(Source data)
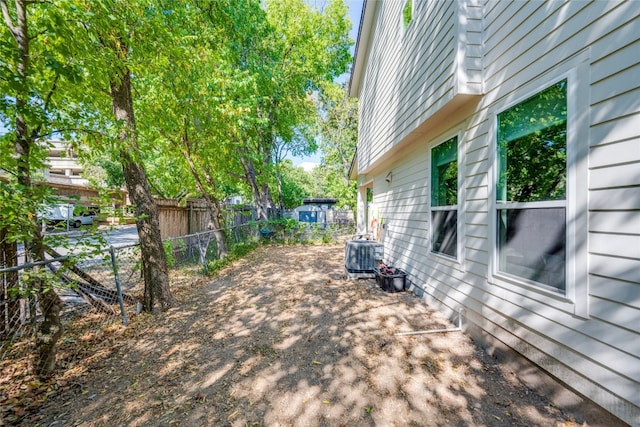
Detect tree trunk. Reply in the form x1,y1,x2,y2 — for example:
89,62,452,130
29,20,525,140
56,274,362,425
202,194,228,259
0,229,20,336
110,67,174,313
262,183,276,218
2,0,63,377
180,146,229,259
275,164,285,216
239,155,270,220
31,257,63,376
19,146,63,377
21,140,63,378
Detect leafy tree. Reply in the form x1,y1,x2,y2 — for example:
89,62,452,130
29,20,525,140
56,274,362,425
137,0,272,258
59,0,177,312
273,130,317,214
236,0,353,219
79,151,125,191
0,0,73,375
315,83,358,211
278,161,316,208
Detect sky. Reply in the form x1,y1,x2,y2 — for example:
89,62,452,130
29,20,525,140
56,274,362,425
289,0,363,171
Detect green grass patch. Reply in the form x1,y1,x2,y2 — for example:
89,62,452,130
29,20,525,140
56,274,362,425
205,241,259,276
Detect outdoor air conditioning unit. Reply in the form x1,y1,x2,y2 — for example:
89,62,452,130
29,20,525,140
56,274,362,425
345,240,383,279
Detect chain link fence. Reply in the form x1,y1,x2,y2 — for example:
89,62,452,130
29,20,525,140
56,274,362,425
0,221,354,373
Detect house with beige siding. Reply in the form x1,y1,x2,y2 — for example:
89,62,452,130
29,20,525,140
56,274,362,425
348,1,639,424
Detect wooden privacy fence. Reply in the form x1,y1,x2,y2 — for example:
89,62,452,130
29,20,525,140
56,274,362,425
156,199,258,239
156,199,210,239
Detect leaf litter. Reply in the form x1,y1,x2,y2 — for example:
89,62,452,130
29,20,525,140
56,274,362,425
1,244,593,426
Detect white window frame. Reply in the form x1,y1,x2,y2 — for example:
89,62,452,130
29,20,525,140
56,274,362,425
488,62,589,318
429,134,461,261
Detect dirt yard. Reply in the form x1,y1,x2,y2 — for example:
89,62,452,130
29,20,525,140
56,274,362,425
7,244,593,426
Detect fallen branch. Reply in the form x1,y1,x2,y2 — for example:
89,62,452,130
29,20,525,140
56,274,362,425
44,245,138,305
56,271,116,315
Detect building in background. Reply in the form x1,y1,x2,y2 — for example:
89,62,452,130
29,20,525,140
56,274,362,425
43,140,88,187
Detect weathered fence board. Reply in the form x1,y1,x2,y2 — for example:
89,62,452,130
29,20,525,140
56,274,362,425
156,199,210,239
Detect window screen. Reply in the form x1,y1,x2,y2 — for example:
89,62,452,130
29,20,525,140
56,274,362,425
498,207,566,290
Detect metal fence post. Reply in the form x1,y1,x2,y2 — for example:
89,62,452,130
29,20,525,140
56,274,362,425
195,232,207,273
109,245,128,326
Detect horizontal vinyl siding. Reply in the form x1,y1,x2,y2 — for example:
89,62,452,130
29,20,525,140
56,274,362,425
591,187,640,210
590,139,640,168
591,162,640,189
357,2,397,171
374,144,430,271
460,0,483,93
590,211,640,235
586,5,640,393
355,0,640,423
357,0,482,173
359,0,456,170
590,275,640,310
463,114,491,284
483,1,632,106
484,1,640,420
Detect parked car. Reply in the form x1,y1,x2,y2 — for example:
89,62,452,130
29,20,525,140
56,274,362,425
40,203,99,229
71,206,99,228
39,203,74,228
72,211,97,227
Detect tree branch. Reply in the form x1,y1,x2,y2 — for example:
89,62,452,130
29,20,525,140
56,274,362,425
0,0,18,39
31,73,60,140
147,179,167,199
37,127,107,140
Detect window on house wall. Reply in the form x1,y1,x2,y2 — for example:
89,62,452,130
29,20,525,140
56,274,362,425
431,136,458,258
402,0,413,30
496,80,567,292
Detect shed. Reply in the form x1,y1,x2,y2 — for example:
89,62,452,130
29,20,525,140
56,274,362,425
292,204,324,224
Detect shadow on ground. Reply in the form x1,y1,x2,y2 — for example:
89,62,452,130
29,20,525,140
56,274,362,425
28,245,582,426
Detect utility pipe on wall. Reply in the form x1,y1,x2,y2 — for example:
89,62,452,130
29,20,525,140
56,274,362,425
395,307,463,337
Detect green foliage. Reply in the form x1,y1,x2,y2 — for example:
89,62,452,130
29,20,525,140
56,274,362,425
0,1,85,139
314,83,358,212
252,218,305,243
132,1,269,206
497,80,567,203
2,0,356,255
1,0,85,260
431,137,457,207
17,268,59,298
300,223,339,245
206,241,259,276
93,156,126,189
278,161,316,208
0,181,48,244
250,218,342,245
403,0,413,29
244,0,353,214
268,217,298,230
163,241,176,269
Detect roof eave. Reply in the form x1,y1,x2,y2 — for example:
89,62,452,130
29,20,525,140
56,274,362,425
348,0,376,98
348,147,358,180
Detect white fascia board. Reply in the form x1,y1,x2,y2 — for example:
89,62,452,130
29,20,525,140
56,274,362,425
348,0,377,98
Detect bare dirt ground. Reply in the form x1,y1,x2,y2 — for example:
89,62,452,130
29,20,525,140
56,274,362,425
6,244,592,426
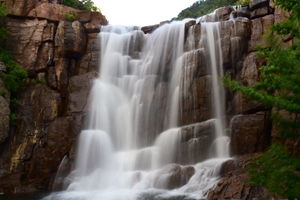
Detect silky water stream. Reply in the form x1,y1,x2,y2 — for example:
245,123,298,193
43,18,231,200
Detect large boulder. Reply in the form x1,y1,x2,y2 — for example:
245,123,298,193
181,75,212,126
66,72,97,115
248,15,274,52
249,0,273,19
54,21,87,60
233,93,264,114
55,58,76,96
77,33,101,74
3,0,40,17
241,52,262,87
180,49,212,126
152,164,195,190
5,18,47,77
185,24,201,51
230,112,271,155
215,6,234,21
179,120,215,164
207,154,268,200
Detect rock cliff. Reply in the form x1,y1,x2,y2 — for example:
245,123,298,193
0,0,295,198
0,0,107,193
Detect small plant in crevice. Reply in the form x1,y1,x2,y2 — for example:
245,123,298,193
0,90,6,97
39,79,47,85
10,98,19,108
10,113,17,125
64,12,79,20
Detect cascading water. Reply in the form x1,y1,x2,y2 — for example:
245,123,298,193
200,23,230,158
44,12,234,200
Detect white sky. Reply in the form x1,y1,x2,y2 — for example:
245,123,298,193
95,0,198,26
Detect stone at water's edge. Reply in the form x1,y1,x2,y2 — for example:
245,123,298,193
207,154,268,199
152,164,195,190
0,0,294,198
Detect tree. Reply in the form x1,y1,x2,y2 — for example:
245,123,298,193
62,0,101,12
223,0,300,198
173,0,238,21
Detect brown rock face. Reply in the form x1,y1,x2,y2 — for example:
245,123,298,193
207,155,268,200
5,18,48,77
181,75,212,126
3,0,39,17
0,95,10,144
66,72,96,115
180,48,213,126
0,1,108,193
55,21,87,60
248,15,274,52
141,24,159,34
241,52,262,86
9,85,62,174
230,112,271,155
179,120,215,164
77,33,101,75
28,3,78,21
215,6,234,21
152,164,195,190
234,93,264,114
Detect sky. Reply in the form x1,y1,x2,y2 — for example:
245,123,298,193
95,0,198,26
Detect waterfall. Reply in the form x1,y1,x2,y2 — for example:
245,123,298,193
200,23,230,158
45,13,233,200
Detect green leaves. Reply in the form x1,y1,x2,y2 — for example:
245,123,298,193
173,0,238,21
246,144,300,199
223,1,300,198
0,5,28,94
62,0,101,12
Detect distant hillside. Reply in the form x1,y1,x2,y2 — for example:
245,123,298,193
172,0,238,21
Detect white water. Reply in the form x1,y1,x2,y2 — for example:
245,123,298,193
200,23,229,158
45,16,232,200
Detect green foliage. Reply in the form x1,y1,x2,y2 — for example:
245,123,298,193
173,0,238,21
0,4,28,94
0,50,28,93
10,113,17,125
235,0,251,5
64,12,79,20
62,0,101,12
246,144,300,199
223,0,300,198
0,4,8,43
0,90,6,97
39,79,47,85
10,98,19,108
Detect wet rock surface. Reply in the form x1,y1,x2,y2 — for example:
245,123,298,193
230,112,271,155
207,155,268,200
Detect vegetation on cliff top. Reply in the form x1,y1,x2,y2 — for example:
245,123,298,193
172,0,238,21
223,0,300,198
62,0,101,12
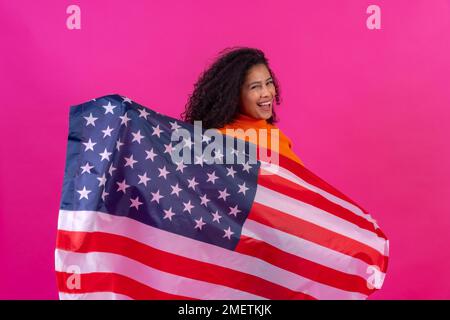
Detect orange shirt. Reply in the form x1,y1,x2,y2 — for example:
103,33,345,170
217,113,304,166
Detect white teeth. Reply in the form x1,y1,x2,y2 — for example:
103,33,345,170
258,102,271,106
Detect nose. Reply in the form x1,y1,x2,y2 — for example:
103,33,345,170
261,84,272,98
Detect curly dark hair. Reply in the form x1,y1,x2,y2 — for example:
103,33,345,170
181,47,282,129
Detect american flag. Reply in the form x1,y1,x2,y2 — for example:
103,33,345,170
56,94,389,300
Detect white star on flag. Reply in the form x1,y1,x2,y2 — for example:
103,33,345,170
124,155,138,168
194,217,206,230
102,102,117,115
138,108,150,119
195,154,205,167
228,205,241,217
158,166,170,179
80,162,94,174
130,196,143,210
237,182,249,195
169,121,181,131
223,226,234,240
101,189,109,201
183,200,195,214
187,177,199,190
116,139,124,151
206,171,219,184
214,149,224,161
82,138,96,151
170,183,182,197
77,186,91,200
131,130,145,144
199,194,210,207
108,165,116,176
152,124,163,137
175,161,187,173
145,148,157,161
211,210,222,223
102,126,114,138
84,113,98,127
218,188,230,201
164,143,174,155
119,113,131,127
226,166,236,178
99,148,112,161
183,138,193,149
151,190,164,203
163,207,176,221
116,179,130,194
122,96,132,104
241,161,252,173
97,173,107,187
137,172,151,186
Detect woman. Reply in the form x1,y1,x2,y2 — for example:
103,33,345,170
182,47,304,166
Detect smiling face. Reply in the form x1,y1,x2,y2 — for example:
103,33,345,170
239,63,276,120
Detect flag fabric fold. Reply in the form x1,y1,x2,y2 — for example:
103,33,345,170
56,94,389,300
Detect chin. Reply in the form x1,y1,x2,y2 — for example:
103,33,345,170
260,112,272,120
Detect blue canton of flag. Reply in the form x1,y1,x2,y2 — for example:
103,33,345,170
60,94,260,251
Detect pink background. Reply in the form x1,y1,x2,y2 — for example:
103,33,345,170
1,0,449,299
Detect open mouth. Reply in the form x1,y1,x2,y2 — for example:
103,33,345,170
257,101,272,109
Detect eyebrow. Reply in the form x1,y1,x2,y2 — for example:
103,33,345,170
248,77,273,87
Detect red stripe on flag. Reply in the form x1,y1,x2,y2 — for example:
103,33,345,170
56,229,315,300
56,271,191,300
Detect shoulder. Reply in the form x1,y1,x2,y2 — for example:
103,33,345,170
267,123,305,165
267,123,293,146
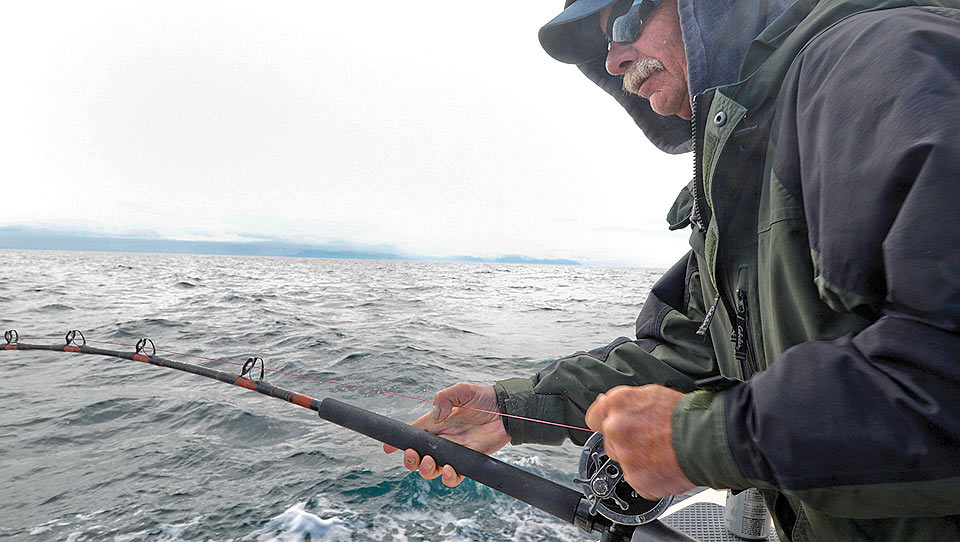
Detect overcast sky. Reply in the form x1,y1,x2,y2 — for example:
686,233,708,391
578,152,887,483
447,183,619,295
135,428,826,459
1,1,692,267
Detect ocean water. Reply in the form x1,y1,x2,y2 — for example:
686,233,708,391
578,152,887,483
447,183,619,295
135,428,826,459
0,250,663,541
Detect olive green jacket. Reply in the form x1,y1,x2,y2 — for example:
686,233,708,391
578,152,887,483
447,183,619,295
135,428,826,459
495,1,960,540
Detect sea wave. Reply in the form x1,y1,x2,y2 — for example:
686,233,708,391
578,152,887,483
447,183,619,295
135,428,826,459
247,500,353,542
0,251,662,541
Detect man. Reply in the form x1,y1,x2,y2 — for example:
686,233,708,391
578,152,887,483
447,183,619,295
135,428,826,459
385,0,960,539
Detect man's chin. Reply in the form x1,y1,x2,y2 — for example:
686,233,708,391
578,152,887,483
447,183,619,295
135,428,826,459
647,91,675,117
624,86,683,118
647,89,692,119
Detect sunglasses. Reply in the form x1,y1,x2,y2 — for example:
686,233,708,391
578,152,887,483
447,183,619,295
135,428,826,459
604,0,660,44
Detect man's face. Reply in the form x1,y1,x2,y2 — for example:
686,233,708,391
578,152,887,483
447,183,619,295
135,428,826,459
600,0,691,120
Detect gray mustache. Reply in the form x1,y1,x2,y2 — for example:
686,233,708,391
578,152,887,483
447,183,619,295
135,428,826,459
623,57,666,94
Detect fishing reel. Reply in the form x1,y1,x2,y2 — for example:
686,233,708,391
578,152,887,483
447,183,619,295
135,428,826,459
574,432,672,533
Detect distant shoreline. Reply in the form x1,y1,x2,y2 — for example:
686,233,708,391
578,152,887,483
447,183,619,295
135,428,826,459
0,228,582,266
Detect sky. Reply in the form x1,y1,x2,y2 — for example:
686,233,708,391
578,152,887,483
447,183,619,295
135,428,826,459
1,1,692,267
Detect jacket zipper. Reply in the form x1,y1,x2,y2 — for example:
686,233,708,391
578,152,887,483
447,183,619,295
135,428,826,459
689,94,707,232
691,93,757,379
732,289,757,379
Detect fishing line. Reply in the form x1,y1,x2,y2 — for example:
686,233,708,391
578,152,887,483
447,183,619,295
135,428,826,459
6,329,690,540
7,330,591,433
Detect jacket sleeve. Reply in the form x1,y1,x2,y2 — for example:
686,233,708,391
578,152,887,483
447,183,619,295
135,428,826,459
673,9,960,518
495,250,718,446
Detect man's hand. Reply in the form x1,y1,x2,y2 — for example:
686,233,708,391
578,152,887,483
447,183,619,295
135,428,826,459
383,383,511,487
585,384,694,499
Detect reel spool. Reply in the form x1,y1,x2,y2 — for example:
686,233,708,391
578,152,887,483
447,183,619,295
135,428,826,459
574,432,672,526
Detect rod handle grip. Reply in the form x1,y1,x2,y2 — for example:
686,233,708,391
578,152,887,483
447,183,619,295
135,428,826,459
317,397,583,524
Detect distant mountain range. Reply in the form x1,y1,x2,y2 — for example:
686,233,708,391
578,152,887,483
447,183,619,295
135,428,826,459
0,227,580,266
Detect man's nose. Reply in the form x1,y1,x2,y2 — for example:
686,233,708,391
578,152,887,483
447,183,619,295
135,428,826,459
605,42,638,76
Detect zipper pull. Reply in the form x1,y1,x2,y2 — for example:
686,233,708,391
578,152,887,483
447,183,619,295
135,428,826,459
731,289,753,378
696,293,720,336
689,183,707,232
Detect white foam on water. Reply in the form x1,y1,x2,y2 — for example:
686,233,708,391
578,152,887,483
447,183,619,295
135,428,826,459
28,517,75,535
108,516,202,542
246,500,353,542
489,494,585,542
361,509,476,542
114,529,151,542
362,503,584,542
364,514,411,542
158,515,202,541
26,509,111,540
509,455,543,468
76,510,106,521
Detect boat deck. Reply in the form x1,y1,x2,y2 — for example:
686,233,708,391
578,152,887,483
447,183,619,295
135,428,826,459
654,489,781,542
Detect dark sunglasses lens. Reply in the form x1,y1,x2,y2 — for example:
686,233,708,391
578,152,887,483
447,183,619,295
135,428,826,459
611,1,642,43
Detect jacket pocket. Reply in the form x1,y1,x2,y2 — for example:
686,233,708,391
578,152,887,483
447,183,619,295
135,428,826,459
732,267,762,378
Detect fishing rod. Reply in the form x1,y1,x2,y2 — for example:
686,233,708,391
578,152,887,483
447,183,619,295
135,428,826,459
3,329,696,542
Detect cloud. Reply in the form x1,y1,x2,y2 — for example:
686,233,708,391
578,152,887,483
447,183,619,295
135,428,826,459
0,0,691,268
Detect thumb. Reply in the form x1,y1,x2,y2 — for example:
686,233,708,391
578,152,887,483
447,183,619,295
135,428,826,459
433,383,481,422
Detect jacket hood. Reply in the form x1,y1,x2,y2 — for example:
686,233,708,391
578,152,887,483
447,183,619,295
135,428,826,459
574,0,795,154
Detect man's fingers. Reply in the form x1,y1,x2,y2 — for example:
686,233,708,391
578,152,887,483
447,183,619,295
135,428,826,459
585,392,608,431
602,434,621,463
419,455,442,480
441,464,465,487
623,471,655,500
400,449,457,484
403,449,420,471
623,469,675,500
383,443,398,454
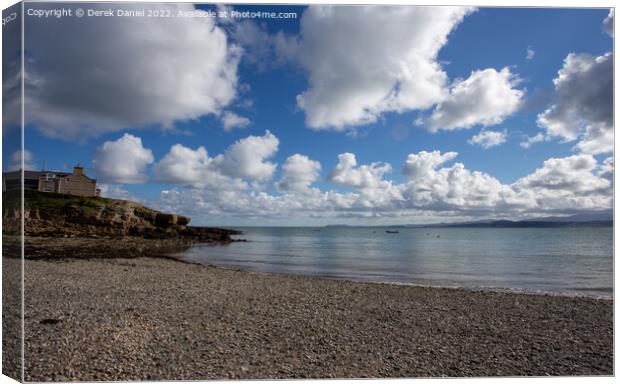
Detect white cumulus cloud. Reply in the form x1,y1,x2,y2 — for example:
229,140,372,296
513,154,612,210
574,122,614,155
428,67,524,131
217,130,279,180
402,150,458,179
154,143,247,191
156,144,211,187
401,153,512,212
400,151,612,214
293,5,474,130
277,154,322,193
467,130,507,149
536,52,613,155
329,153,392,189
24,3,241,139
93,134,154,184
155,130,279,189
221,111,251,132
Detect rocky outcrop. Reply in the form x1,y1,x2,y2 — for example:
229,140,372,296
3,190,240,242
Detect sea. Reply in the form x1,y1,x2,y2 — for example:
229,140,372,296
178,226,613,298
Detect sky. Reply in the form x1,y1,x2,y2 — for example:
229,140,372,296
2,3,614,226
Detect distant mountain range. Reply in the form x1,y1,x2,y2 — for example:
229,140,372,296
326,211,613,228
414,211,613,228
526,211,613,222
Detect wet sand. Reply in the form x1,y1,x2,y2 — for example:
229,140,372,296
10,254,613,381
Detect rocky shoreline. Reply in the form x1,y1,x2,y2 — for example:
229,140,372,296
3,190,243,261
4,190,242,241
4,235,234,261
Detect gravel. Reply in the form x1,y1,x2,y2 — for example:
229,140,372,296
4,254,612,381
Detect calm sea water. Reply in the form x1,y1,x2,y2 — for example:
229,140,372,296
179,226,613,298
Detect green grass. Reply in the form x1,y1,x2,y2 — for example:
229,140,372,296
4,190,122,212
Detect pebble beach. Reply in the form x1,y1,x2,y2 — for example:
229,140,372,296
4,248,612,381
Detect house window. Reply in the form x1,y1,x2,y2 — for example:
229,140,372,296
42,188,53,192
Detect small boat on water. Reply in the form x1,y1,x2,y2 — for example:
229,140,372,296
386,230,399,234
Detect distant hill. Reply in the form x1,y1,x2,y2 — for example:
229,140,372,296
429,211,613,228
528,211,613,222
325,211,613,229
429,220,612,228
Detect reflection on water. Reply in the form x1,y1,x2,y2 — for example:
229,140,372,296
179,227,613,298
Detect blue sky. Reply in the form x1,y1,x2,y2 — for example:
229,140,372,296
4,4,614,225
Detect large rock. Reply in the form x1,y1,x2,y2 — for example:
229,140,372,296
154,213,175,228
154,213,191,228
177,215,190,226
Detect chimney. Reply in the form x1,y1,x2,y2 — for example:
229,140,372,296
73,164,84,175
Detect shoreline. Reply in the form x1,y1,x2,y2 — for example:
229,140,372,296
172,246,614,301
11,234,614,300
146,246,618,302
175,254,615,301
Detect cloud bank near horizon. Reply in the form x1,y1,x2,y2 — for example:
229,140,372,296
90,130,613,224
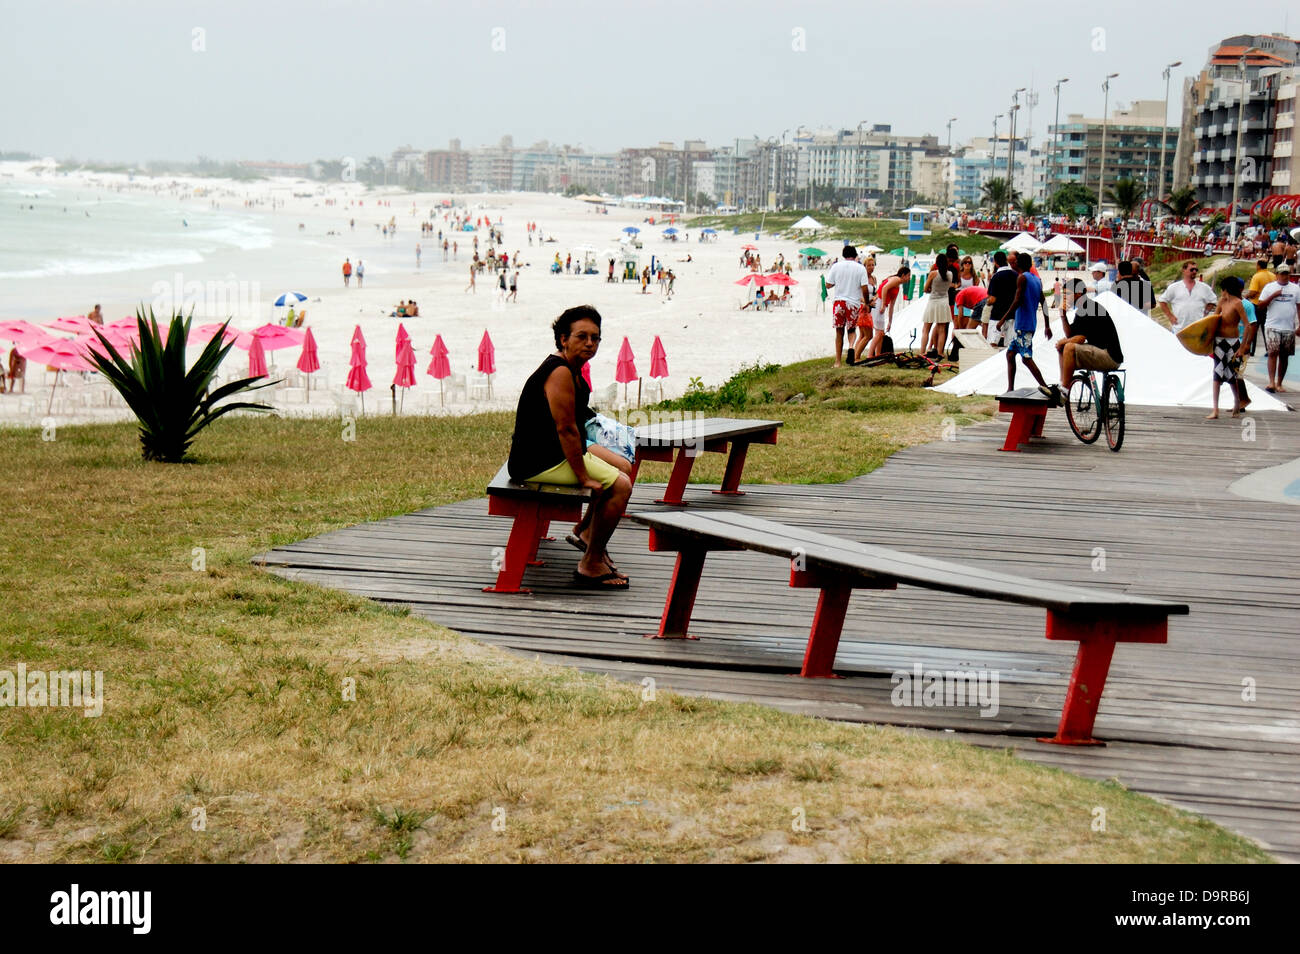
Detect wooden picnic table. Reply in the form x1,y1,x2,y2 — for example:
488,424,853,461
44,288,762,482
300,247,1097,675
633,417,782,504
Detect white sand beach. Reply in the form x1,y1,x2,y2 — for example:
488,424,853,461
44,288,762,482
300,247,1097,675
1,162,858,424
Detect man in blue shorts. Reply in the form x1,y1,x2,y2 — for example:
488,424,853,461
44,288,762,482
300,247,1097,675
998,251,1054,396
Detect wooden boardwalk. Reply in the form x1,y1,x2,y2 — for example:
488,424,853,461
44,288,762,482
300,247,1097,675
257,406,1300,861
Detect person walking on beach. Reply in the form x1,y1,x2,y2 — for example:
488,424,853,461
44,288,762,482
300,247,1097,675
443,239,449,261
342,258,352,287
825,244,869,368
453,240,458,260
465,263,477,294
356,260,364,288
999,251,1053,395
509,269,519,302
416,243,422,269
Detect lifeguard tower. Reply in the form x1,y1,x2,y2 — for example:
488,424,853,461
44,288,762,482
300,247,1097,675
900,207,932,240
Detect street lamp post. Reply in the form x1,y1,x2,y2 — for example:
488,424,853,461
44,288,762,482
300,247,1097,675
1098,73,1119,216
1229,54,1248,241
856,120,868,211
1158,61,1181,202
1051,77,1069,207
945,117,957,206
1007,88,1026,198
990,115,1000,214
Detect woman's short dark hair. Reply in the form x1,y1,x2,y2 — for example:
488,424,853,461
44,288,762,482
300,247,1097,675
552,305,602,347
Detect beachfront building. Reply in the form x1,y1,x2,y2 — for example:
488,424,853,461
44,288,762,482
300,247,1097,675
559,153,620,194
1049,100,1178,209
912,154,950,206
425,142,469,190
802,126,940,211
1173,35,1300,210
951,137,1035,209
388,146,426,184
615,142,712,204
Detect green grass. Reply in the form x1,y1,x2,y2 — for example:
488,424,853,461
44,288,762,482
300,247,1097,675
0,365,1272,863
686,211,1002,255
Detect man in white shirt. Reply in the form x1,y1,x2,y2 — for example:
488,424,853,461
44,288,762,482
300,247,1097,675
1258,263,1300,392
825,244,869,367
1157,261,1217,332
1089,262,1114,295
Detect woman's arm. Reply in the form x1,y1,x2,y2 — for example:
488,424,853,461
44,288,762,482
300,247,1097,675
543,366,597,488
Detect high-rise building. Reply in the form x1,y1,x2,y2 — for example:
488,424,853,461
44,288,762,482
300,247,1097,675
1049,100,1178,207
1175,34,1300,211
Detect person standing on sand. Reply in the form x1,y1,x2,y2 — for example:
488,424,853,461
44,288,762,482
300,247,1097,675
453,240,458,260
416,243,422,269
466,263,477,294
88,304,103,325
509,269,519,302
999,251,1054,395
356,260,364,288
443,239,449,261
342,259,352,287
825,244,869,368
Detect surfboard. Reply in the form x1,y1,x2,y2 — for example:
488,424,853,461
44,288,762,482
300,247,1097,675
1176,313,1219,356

# EXERCISE REQUIREMENTS:
Find each line in the records holding the string "building" and show it.

# RESPONSE AREA:
Detect building in background. Reply in the form x1,y1,x2,y2 — for example:
Detect beachfront building. Reply in the form x1,y1,x2,y2 — for example:
Detect high-rise building. Reply in the form x1,y1,x2,y2 — for example:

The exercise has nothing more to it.